Skip to content

Inpainting, Outpainting & Image Editing

Text-to-image makes new things. Inpainting fixes old ones. In production, 70% of billable image work is editing — swap a background, remove a logo, extend the canvas, regenerate a hand. Inpainting is where diffusion earns its keep.

Type: Build Languages: Python Prerequisites: Phase 8 · 07 (Latent Diffusion), Phase 8 · 08 (ControlNet & LoRA) Time: ~75 minutes

The Problem

A client sends a perfect product photo with a distracting sign in the background. You want to erase the sign and leave everything else pixel-identical. You cannot run text-to-image from scratch — the result will have a different color, different lighting, different product angle. You want to regenerate only the masked region, and you want the regeneration to respect the surrounding context.

That is inpainting. Variants:

  • Inpainting. Regenerate inside a mask, keep outside pixels.
  • Outpainting. Regenerate outside a mask (or beyond the canvas), keep inside.
  • Image editing. Regenerate the whole image but keep semantic or structural fidelity to the original (SDEdit, InstructPix2Pix).

Every diffusion pipeline in 2026 ships an inpainting mode. Flux.1-Fill, Stable Diffusion Inpaint, SDXL-Inpaint, DALL-E 3 Edit. They work on the same principle.

The Concept

Inpainting: mask-aware denoising with context-preserving reinjection

The naive approach (and why it's wrong)

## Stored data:

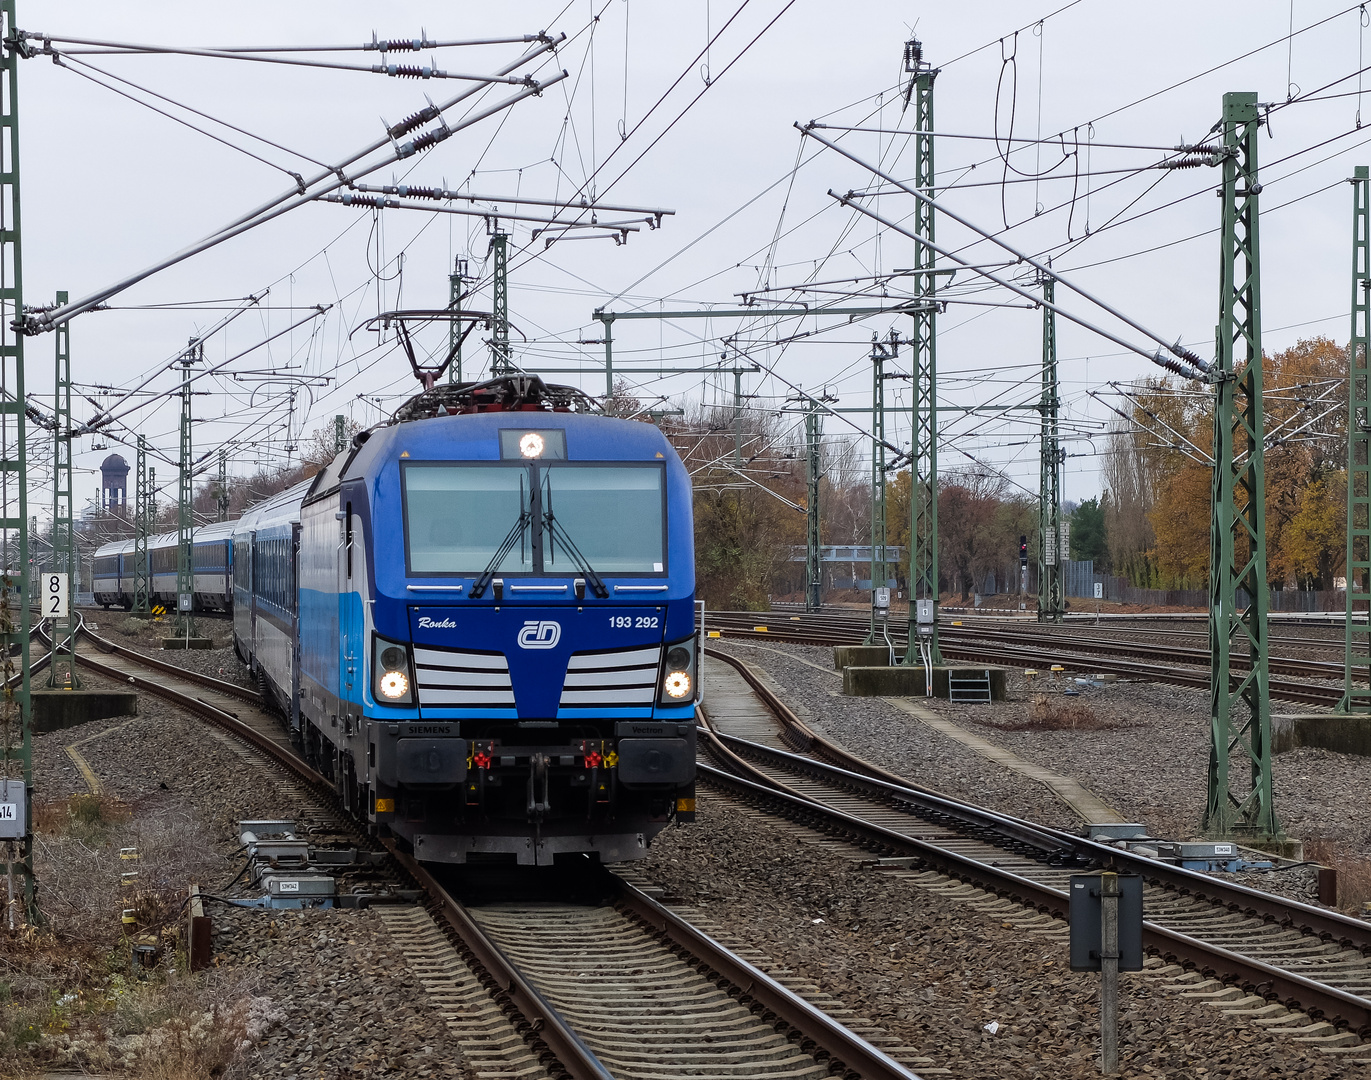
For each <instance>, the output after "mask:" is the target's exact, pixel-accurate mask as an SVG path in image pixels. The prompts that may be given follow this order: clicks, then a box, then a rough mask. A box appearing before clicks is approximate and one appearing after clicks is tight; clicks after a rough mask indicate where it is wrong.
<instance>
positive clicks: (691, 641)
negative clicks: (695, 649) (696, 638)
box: [658, 637, 695, 704]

## BRIEF A:
According to the inpainting page, what share of billable image work in production is editing?
## BRIEF B:
Pull out every line of the records that contains the string "clicks", matching its case exactly.

## WRITTEN SOLUTION A:
70%

## WRITTEN SOLUTION B:
For each <instance>, the output after "mask:" is the target's exact, pixel-accurate mask as an SVG path in image pixels. The prompts that may be given follow this order: clicks, then a box, then a rough mask. A box appearing before clicks is approximate and one appearing after clicks is tight; clicks after a rough mask indicate where it is wrong.
positive clicks: (691, 641)
negative clicks: (695, 649) (696, 638)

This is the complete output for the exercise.